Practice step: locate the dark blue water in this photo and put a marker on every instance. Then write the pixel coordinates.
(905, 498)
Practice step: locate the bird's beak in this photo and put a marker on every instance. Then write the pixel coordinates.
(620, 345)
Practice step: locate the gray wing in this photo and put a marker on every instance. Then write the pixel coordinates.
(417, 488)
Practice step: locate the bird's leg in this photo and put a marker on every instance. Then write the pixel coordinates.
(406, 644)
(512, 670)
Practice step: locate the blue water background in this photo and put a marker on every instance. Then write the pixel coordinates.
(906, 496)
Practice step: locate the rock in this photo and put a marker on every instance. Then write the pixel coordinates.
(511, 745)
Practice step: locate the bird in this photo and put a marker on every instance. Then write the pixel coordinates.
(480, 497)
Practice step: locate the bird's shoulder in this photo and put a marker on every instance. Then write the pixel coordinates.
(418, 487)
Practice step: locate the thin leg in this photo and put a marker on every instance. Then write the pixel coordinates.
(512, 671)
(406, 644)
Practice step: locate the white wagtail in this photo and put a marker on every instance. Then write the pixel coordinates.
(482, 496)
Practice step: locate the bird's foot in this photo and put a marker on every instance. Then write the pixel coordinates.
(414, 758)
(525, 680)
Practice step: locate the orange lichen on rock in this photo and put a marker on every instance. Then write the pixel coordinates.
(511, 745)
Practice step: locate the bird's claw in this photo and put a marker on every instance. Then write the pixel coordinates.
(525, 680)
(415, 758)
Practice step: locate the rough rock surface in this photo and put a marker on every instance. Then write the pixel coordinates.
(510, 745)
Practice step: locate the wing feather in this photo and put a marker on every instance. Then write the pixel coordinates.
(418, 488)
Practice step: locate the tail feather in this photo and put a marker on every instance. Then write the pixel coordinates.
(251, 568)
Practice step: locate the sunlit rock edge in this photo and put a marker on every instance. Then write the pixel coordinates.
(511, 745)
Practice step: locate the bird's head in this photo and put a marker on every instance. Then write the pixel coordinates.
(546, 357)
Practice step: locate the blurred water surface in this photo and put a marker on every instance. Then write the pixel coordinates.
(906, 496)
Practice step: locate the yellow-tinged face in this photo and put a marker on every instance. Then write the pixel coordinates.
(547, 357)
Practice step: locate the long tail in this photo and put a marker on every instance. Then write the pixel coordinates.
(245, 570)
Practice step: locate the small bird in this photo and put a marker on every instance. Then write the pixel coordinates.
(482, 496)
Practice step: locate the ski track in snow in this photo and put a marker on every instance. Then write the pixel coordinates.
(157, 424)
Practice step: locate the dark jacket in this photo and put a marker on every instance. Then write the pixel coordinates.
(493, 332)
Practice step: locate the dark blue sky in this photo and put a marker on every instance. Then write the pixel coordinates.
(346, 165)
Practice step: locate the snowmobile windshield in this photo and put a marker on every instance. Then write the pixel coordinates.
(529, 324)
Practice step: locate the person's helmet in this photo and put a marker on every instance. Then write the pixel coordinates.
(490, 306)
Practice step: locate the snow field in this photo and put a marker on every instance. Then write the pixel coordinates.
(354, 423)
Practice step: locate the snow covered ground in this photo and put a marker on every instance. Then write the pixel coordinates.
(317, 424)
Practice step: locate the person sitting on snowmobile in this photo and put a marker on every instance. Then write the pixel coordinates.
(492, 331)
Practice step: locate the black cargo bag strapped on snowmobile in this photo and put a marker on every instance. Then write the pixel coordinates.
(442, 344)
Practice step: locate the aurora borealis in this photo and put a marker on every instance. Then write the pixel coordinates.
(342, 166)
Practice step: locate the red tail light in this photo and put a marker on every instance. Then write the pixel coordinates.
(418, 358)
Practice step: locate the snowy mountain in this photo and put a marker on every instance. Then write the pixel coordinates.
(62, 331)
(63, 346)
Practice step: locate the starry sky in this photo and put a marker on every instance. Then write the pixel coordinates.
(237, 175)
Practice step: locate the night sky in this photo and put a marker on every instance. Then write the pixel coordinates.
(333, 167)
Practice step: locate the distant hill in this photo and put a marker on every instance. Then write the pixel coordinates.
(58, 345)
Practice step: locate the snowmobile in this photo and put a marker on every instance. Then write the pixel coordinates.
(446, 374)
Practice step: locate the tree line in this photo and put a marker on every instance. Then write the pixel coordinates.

| Written task |
Copy the entries above exactly, leaving none out.

| Reply to the task |
Practice step: locate the dark blue water in this photo and put a marker on every instance. Then write the pixel coordinates.
(905, 498)
Practice step: locate the bird's beak in this photo and put a marker on every instance. Then write the pixel coordinates.
(620, 345)
Practice step: locate the gray wing in this photo and put a marker on every instance. Then write the pixel coordinates.
(417, 488)
Practice step: locate the bird's leg in this photo and put a marker on every instance. Then write the pixel coordinates.
(406, 644)
(512, 670)
Practice step: locate the blue water background in this photo and put a marker on every instance. Then write the pixel coordinates.
(906, 496)
Practice step: locate the rock in this photo and put a marker on every instance. Then write the pixel coordinates.
(511, 745)
Practice step: locate the bird in this photo and put a marker on every instance. Then write the pixel coordinates.
(480, 497)
Practice step: locate the bird's shoulder in this photo and put a marker on every instance. Then write the pixel coordinates.
(418, 487)
Practice step: locate the thin leg in this photo and put a marker on every instance. Then write the pixel coordinates.
(512, 671)
(406, 644)
Practice step: locate the white wagtail in this photo and put a marker on every instance. Then write the pixel coordinates.
(482, 496)
Practice step: locate the bird's foot in this photo and put a marker on every instance. Then write the pixel coordinates.
(414, 758)
(525, 680)
Practice step: locate the orange lichen on rock in this photo and put a marker on every instance. Then write the pixel coordinates.
(511, 745)
Practice step: locate the bird's claw in this photo and put a marker on every instance. Then write the pixel coordinates.
(525, 680)
(415, 758)
Practice step: locate the rough rock surface in this photo and put a marker on every instance. Then write the pixel coordinates.
(510, 745)
Practice step: locate the wing feather in this photo and put a marker on every instance. Then write the pixel coordinates.
(418, 488)
Practice step: locate the tail feather in this photo and put a marker on every instance. Then write the pixel coordinates.
(251, 568)
Practice step: locate the sunlit rock edge in this photo and put a marker on every instance. Then write the pixel coordinates.
(511, 745)
Practice step: locate the bird's head in this photo and put a marker on every instance. Then write the pixel coordinates.
(546, 357)
Practice step: locate the blurred water surface in this photo and put a marker on every instance. Then write the pixel coordinates.
(906, 496)
Practice step: locate the yellow-tinged face in this photo and put a marker on every instance. Then write the pixel coordinates.
(547, 357)
Practice step: locate the long tail in this photo and put a marker on every instance. Then write the pixel coordinates.
(245, 570)
Practice step: locate the small bird in this photo and put a marker on every instance. Then write the pixel coordinates.
(482, 496)
Practice step: locate the ski track in snow in this photo and put a marker on every instance. Then write the pixel coordinates.
(157, 424)
Practice step: locate the dark jacket in this photo and put a marker on every instance. Then write the pixel coordinates.
(493, 332)
Practice step: locate the dark blue sky in this photo and put a marker on every instance. Then write the pixel coordinates.
(346, 165)
Practice step: locate the snowmobile windshield in this photo and put a marker on every instance. Then write the pixel coordinates.
(529, 324)
Practice step: locate the person's helmet in this photo and put a marker on every instance. Then write the pixel coordinates.
(490, 306)
Practice step: locate the snow field in this photo and put a marker on every instance. Then write the pixel coordinates.
(354, 423)
Practice step: locate the snow covered ground in this photo and put a marker on every instance. Then write the pixel coordinates.
(317, 424)
Practice step: locate the person sitting on snowmobile in this photo and put a marker on every instance. Then write the pixel coordinates.
(492, 331)
Practice step: locate the black cargo bag strapped on snowmobile in this photo and put a marker on every instance. Then write the pixel coordinates.
(442, 344)
Practice step: locate the aurora borealis in this photo and put a marker on every instance. Then write the pixel coordinates.
(342, 166)
Practice step: locate the red tail light in this photo and put a marker on every instance. Then write the pixel coordinates.
(418, 358)
Practice step: locate the snowy mountain in this photo and put a marker on every instance. Then write the pixel coordinates.
(62, 331)
(63, 346)
Practice step: locate the starry sky in this photo and put a marker on every instance. Then write the pixel coordinates.
(237, 175)
Practice step: locate the night sky in this photo and put a marker on every instance. Then write the pixel coordinates.
(333, 167)
Practice step: locate the distant hill in this photo and put a marker on every instance. Then write the pixel coordinates.
(58, 345)
Practice step: locate the snowmobile in this photo and put a marker on every instance. Then write the pixel coordinates.
(446, 374)
Practice step: locate the tree line in this photo and put a marker on every instance. Then write the pixel coordinates.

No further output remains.